------ EXCERPT PROVIDED

Load Testing

Load Testing aims to assess the system’s behavior under both normal and peak conditions. This is crucial for evaluating key metrics such as Queries Per Second (QPS), concurrency, and query latency. Understanding these metrics is essential for appropriately sizing your Virtual Instances correctly and guaranteeing their capability to manage anticipated workloads, meet Service Level Agreements (SLAs), and ensure a smooth, uninterrupted user experience.

💡

Load Testing Tip

We recommend load testing on at least two Virtual Instances: one dedicated to ingestion (Ingest VI) and one dedicated to queries (Query VI). This will help with deciding on a single or multi-VI architecture.

Load Testing on Rockset

In order to conduct a proper load test, we will need to simulate a heavy workload. Rockset offers a Rockset API for query execution. External tools can be utilized to interact seamlessly with these endpoints. Below, we've compiled a list of widely used load testing tools:

  • JMeter: A versatile and user-friendly tool with a GUI, ideal for various types of load testing, but can be resource-intensive.
  • k6: Optimized for high performance and cloud environments, using JavaScript for scripting, suitable for developers and CI/CD workflows.
  • Gatling: High-performance tool using Scala, best for complex, advanced scripting scenarios.
  • Locust: Python-based, offering simplicity and rapid script development, great for straightforward testing needs.

Whichever tool you use, be sure to read through the documentation and understand how it works and how it measures the latencies/response times. Try not to mix and match tools in your testing - sticking with the same tool will ensure you get reproducible and trustworthy results that you can share with your team or stakeholders.

For this guide, we will focus on load testing Rockset with Locust.

📘

Useful Resources

Here are some useful resources for JMeter, Gatling and k6. The process is very similar to what we’re doing with Locust.

Step 1: Identify the Query to Load Test

First, we will need to identify a sample SQL query that we want to load test. In our example, we'll use a query that finds the most popular product on our webshop for a particular day. This is what our SQL query looks like (note that :date is a parameter which we can supply when executing the query):

SELECT  
    s.Date,  
    MAX_BY(p.ProductName, s.Count) AS ProductName,  
    MAX(s.Count) AS NumberOfClicks  
FROM  
    "Demo-Ecommerce".ProductStatsAlias s  
    INNER JOIN "Demo-Ecommerce".ProductsAlias p ON s.ProductID = CAST(p._id AS INT)

------------

--- DIRECTIONS FOR THIS TASK ---
From the load testing page above, pull out everything from "Whichever tool you" down to "team or stakeholders.", word for word.

------ RECORD LIST

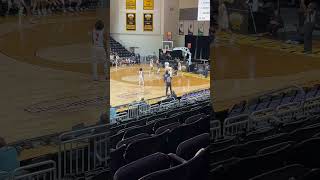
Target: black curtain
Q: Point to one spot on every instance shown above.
(200, 46)
(193, 41)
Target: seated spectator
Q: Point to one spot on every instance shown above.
(8, 159)
(104, 118)
(113, 114)
(275, 24)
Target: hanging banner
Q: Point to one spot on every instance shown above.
(148, 4)
(181, 28)
(131, 21)
(169, 36)
(190, 28)
(203, 10)
(200, 28)
(131, 4)
(147, 22)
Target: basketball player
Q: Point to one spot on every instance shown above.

------------

--- ANSWER TO THE TASK ---
Whichever tool you use, be sure to read through the documentation and understand how it works and how it measures the latencies/response times. Try not to mix and match tools in your testing - sticking with the same tool will ensure you get reproducible and trustworthy results that you can share with your team or stakeholders.